Return every line of each entry below unchanged, word for word.

Data extract -
◇ ◇ ◇
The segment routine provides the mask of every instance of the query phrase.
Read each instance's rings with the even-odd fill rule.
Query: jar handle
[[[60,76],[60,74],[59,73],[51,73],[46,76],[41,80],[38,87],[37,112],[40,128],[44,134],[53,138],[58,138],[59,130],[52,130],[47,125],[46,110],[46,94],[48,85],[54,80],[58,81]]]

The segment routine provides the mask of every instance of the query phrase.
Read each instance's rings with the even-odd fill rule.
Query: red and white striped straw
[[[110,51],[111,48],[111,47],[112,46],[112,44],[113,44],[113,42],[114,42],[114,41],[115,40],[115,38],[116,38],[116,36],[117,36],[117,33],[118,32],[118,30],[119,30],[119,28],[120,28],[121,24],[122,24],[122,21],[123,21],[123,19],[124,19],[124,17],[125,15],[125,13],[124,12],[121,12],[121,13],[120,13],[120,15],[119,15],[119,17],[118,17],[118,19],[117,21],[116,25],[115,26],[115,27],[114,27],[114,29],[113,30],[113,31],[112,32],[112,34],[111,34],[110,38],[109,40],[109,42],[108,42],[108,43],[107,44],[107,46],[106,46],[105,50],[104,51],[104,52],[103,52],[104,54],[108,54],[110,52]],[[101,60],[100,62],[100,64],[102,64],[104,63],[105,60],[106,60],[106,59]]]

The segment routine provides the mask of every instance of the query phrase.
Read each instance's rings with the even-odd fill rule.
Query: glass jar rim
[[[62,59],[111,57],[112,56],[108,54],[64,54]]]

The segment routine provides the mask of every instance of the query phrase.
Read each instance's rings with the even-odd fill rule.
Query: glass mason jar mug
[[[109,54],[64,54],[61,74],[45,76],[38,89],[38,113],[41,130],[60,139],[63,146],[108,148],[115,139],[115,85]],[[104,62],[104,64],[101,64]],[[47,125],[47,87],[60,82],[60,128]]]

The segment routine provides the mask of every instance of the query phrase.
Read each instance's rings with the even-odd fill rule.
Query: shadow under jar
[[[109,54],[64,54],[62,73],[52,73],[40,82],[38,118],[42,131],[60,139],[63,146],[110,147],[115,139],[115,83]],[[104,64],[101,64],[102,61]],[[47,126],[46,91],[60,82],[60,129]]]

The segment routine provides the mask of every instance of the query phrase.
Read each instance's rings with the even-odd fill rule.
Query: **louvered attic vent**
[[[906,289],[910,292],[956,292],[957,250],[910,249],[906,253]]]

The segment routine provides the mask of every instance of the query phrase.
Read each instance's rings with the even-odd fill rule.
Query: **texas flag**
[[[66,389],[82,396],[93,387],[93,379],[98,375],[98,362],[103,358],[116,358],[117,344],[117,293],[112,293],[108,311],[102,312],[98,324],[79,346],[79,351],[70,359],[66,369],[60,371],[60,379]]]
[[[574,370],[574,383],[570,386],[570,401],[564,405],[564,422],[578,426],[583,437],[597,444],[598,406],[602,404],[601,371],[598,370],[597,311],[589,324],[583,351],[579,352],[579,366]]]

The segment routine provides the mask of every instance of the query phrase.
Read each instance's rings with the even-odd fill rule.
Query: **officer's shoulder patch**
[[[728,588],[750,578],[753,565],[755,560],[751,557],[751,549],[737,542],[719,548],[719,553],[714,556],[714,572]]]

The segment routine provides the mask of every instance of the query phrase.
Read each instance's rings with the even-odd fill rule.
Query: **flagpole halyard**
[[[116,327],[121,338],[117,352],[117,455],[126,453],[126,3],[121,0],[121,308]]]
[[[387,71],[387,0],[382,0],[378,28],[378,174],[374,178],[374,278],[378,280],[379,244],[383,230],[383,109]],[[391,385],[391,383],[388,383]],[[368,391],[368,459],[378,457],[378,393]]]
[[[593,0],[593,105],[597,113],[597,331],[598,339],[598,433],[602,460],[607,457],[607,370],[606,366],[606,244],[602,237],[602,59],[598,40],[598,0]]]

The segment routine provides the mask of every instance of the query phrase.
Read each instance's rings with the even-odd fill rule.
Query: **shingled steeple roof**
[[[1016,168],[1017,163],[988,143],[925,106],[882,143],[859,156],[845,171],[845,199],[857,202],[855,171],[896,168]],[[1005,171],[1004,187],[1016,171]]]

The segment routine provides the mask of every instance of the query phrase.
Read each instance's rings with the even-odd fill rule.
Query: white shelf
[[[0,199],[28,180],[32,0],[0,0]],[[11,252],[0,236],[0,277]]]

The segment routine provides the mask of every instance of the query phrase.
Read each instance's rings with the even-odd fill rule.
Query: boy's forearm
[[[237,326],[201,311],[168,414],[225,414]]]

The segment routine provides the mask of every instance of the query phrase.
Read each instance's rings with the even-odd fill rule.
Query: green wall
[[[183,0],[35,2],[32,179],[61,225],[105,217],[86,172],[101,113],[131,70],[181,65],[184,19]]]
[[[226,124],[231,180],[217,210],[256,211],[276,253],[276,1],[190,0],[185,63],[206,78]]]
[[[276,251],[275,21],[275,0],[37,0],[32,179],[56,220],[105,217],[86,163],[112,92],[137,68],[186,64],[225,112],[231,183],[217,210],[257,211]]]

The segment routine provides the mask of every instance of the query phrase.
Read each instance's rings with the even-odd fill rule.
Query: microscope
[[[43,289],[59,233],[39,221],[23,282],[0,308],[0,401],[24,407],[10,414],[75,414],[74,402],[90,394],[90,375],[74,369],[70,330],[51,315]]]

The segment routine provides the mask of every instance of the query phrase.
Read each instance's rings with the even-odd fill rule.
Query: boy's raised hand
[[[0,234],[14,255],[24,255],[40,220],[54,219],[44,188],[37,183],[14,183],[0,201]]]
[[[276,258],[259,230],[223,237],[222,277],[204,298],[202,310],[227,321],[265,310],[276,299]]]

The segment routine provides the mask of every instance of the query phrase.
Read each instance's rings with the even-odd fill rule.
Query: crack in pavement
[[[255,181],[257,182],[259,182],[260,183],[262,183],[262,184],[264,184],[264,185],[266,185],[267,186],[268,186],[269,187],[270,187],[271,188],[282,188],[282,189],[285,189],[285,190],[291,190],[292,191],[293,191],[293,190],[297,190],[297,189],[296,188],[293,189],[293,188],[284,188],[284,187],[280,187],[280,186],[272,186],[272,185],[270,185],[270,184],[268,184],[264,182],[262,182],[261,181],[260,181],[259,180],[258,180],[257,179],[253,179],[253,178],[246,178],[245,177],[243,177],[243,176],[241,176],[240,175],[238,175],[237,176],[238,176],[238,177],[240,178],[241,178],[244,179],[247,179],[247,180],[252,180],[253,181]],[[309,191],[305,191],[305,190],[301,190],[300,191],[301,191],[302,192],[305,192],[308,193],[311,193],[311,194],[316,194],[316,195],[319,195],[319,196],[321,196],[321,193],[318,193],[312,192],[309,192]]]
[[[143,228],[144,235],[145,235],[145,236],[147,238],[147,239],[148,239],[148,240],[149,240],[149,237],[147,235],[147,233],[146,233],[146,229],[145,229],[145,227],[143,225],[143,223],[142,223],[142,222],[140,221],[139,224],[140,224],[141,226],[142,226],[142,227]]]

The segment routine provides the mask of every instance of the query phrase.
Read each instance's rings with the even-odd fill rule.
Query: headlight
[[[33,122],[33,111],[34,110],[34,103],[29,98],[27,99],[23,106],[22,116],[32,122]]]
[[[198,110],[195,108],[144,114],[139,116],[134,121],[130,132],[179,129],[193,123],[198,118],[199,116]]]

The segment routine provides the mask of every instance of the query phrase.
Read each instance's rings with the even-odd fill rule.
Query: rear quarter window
◇ ◇ ◇
Exercise result -
The segment routine provides the mask of every instance of the query phrase.
Read each instance's rings with the even-odd fill rule.
Query: jar handle
[[[60,76],[60,74],[59,73],[51,73],[46,76],[41,80],[38,87],[37,112],[40,128],[44,134],[53,138],[58,138],[59,130],[52,130],[47,125],[46,110],[46,94],[48,85],[54,80],[58,81]]]

The segment routine provides the mask of every instance of the query phrase.
Read each instance's rings with the even-odd fill rule.
Query: red and white striped straw
[[[110,51],[111,48],[111,47],[112,46],[112,44],[113,44],[113,42],[114,42],[114,41],[115,40],[115,38],[116,38],[116,36],[117,36],[117,33],[118,32],[118,30],[119,30],[119,28],[120,28],[121,24],[122,24],[122,21],[123,21],[123,19],[124,19],[124,17],[125,15],[125,13],[124,12],[121,12],[121,13],[120,13],[120,15],[119,15],[119,17],[118,17],[118,19],[117,21],[116,25],[115,26],[115,27],[114,27],[114,29],[113,30],[113,31],[112,32],[112,34],[111,34],[110,38],[109,40],[109,42],[108,42],[108,43],[107,44],[107,46],[106,46],[105,50],[104,51],[104,52],[103,52],[104,54],[108,54],[110,52]],[[101,60],[100,62],[100,64],[102,64],[104,63],[105,60],[106,60],[106,59]]]

The segment routine provides the mask of every instance of the query phrase.
Read each instance's rings with the even-odd fill rule.
Query: glass jar rim
[[[62,59],[111,57],[112,56],[108,54],[64,54]]]

The segment routine provides the mask of every instance of the query phrase.
Read each instance's rings with the even-odd fill rule.
Query: glass mason jar mug
[[[109,54],[64,54],[61,74],[45,76],[38,89],[38,113],[41,130],[60,139],[63,146],[108,148],[115,139],[115,85]],[[104,62],[104,64],[101,64]],[[47,125],[47,87],[60,82],[60,128]]]

The segment routine provides the mask of every instance of the query phrase.
Read each instance's rings with the even-odd fill rule.
Query: shadow under jar
[[[109,54],[64,54],[62,73],[52,73],[40,82],[38,118],[42,131],[60,139],[63,146],[110,147],[115,139],[115,83]],[[104,64],[101,64],[102,61]],[[47,126],[46,91],[60,82],[60,129]]]

The segment routine provides the mask of every instance of the query phrase.
Read each instance's rings with the even-odd fill rule.
Query: **louvered attic vent**
[[[906,289],[910,292],[956,292],[957,250],[910,249],[906,253]]]

The segment routine provides the mask of every instance of the query phrase.
Read each instance's rings with the even-odd fill rule.
Query: **texas flag**
[[[66,389],[82,396],[93,387],[93,379],[98,375],[98,362],[103,358],[116,358],[117,344],[117,293],[112,293],[108,311],[102,312],[98,324],[79,346],[79,351],[70,359],[66,369],[60,371],[60,379]]]
[[[574,370],[574,383],[570,386],[570,401],[564,405],[564,422],[578,426],[583,437],[597,444],[598,406],[602,404],[601,371],[598,370],[597,311],[589,324],[583,351],[579,352],[579,366]]]

The segment routine provides the mask of every instance of the query phrase.
Read each instance's rings with the even-odd fill rule.
Query: **officer's shoulder patch**
[[[728,588],[750,578],[753,565],[755,560],[751,557],[751,549],[737,542],[719,548],[719,553],[714,556],[714,572]]]

The segment routine provides the mask of every instance of the query phrase.
Read each instance's rings with the even-odd fill rule.
Query: **flagpole halyard**
[[[116,327],[121,338],[117,352],[117,455],[126,453],[126,3],[121,0],[121,308]]]
[[[387,71],[387,0],[382,0],[378,28],[378,174],[374,178],[374,278],[378,280],[379,244],[383,230],[383,109]],[[391,385],[391,383],[388,383]],[[368,391],[368,459],[378,457],[378,393]]]
[[[593,0],[593,105],[597,113],[597,331],[598,339],[598,433],[602,460],[607,457],[607,370],[606,366],[606,244],[602,237],[602,59],[598,40],[598,0]]]

The segment routine provides the mask of every instance of the query phrase.
Read each instance's rings with the even-odd fill rule.
Query: **shingled steeple roof**
[[[1016,168],[1017,163],[988,143],[925,106],[882,143],[859,156],[845,171],[845,199],[857,202],[855,171],[896,168]],[[1005,171],[1004,187],[1016,171]]]

The segment routine provides the mask of every instance of the query phrase.
Read each instance's rings with the even-odd fill rule.
Query: white shelf
[[[0,199],[28,180],[32,0],[0,0]],[[11,252],[0,236],[0,277]]]

The segment routine provides the mask of every instance of the query phrase.
Read each instance's rings with the even-odd fill rule.
Query: boy's forearm
[[[237,326],[201,311],[168,414],[225,414]]]

The segment routine provides the mask of every instance of the query phrase.
Read each instance's rings with the even-odd fill rule.
Query: green wall
[[[183,0],[35,2],[32,179],[61,225],[105,217],[86,172],[101,113],[131,70],[181,65],[184,19]]]
[[[226,124],[231,180],[217,210],[256,211],[276,253],[276,1],[190,0],[185,63],[206,78]]]
[[[276,251],[275,21],[275,0],[37,0],[32,179],[56,220],[105,217],[86,163],[112,92],[137,68],[186,64],[225,112],[231,183],[217,210],[257,211]]]

The segment routine provides the mask of every instance of the query phrase.
Read each instance's rings with the even-odd fill rule.
Query: microscope
[[[43,289],[59,233],[39,221],[23,282],[0,308],[0,401],[24,407],[10,414],[75,414],[74,402],[90,394],[90,375],[74,369],[70,330],[51,315]]]

The segment routine provides the mask of every instance of the query phrase.
Read each instance's rings with the even-odd fill rule.
Query: boy's raised hand
[[[0,234],[14,255],[24,255],[40,220],[54,219],[44,188],[37,183],[14,183],[0,201]]]
[[[276,258],[259,230],[223,237],[222,277],[204,298],[202,310],[227,321],[265,310],[276,299]]]

The segment routine provides the mask of every instance of the query phrase.
Read each instance's rings with the even-odd fill rule.
Query: crack in pavement
[[[255,181],[257,182],[259,182],[260,183],[262,183],[262,184],[264,184],[264,185],[266,185],[267,186],[268,186],[269,187],[270,187],[271,188],[282,188],[282,189],[285,189],[285,190],[291,190],[292,191],[293,191],[293,190],[297,190],[297,189],[296,188],[293,189],[293,188],[284,188],[284,187],[280,187],[280,186],[272,186],[272,185],[270,185],[270,184],[268,184],[264,182],[262,182],[261,181],[260,181],[259,180],[258,180],[257,179],[253,179],[253,178],[246,178],[245,177],[243,177],[243,176],[241,176],[240,175],[238,175],[237,176],[238,176],[238,177],[240,178],[241,178],[244,179],[247,179],[247,180],[252,180],[253,181]],[[309,191],[305,191],[305,190],[301,190],[300,191],[301,191],[302,192],[305,192],[308,193],[311,193],[311,194],[316,194],[316,195],[319,195],[319,196],[321,196],[321,193],[318,193],[312,192],[309,192]]]
[[[143,228],[144,235],[145,235],[145,236],[147,238],[147,239],[148,239],[148,240],[149,240],[149,237],[147,235],[147,233],[146,233],[146,229],[145,229],[145,227],[143,225],[143,223],[142,223],[142,222],[140,221],[139,224],[140,224],[141,226],[142,226],[142,227]]]

The segment routine provides the mask of every instance of the query phrase.
Read each instance's rings with the even-odd fill rule.
Query: headlight
[[[33,122],[33,111],[34,110],[34,103],[29,98],[27,99],[23,106],[22,116],[32,122]]]
[[[198,110],[195,108],[144,114],[139,116],[134,121],[130,132],[179,129],[193,123],[198,118],[199,116]]]

The segment routine provides the mask of every instance of the query phrase.
Read each instance's rings with the even-odd fill rule.
Query: rear quarter window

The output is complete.